§ DIRECTION
Write out all of the entries exactly, please.

Entries from a point annotation set:
** START **

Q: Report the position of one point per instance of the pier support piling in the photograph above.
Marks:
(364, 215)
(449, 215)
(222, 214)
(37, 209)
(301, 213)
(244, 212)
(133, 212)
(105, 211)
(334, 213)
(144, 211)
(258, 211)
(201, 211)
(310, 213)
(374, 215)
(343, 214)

** END **

§ SOLUTION
Q: Report the position of one point per instance of the pier support piling in the photograph above.
Marks:
(364, 215)
(449, 215)
(222, 214)
(37, 209)
(301, 213)
(244, 212)
(133, 212)
(105, 211)
(334, 213)
(144, 211)
(258, 211)
(201, 211)
(310, 213)
(374, 215)
(343, 214)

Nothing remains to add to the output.